** TEXT FOR ANALYSIS **
The Hong Kong Jockey Club have built their spring meeting into a major international event, but this year due to the pandemic there were no international runners, no international jockeys, owners and media at Sha Tin.
The meeting was run solely with home runners and without the usual crowds who flock to Sha Tin to watch the world’s elite in action.
All this did not prevent racing at the highest level with all the appropriate drama of a meeting of this standard.
Southern Legend beat Beauty Generation by a head bob in the HK$20m, Group 1 FWD Champions Mile (1600m) after a dramatic duel in the main straight, potentially costing Beauty Generation at chance at a third straight Hong Kong Horse of the Year title in what may or may not have been his swan song.
At the start of the straight it looked for all the world that Beauty Generation had regained his mojo as he surged to the lead and headed for the finish. But rider Vincent Ho on Southern Legend was in hot pursuit. They challenged with 200 meters to run and just did get the victory by the narrowest of noses. Waikuku, who had finished in front of Beauty Generation four times this season, was third.
The Champions Mile, after starting at a leisurely pace, quickened as the sectionals went by and Southern Legend, who entered in this race in lieu of attempting his third straight Kranji Mile in Singapore next month, finished in a good time of 1:33.13.
"The boss (trainer Caspar Fownes) had prepared him for Singapore so I always felt he would pick up really well," Ho said. "Last run, he ran really well, so I thought I could get close to Beauty Generation.”
Beauty Generation's trainer, John Moore, whose Hong Kong career hits a mandatory stop at age 70 after this season, plans to resume training in in Australia and said he would be happy to have his seven-year-old star along if the owners, the Kwok family, agree.

** SOURCE DATA **
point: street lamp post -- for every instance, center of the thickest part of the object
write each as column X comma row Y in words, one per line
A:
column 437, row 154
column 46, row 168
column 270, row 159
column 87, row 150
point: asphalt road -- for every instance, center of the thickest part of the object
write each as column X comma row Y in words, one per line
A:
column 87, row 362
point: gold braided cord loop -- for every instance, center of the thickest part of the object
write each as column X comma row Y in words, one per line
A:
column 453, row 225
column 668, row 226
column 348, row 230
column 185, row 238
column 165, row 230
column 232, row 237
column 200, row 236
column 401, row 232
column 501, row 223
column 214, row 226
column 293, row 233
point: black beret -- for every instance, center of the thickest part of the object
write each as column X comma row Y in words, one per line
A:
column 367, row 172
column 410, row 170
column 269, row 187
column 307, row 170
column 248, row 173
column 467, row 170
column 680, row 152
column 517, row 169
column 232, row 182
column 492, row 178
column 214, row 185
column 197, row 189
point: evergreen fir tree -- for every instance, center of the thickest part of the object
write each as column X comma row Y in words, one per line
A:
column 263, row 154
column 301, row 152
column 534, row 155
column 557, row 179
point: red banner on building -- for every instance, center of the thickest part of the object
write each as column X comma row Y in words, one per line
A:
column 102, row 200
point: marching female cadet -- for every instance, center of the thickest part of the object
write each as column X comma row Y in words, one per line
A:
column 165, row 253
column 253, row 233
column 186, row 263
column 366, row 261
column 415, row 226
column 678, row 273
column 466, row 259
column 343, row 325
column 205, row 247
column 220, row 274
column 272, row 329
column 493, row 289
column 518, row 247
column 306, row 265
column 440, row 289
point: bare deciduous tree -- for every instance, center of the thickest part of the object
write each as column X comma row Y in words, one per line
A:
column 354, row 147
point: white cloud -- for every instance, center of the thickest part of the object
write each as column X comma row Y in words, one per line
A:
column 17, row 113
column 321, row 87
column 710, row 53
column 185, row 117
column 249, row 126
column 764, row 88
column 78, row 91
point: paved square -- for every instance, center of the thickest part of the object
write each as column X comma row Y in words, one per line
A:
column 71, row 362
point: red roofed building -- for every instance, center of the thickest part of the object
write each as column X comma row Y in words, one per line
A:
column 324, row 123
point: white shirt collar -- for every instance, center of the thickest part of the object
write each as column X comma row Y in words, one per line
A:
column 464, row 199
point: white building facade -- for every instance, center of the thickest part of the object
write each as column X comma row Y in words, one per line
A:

** ASSIGNED TASK 1 **
In the Sha Tin race report above, copy word for word the part that opens with the words containing "The Champions Mile, after" and closes with "Kwok family, agree.".
** ASSIGNED TASK 2 **
Answer these questions from the Sha Tin race report above:
(a) Who rode Southern Legend?
(b) What was Southern Legend's finishing time in the Champions Mile?
(c) At what age does John Moore's Hong Kong training career have to stop?

** ANSWER BOX 1 **
The Champions Mile, after starting at a leisurely pace, quickened as the sectionals went by and Southern Legend, who entered in this race in lieu of attempting his third straight Kranji Mile in Singapore next month, finished in a good time of 1:33.13.
"The boss (trainer Caspar Fownes) had prepared him for Singapore so I always felt he would pick up really well," Ho said. "Last run, he ran really well, so I thought I could get close to Beauty Generation.”
Beauty Generation's trainer, John Moore, whose Hong Kong career hits a mandatory stop at age 70 after this season, plans to resume training in in Australia and said he would be happy to have his seven-year-old star along if the owners, the Kwok family, agree.

** ANSWER BOX 2 **
(a) Vincent Ho
(b) 1:33.13
(c) 70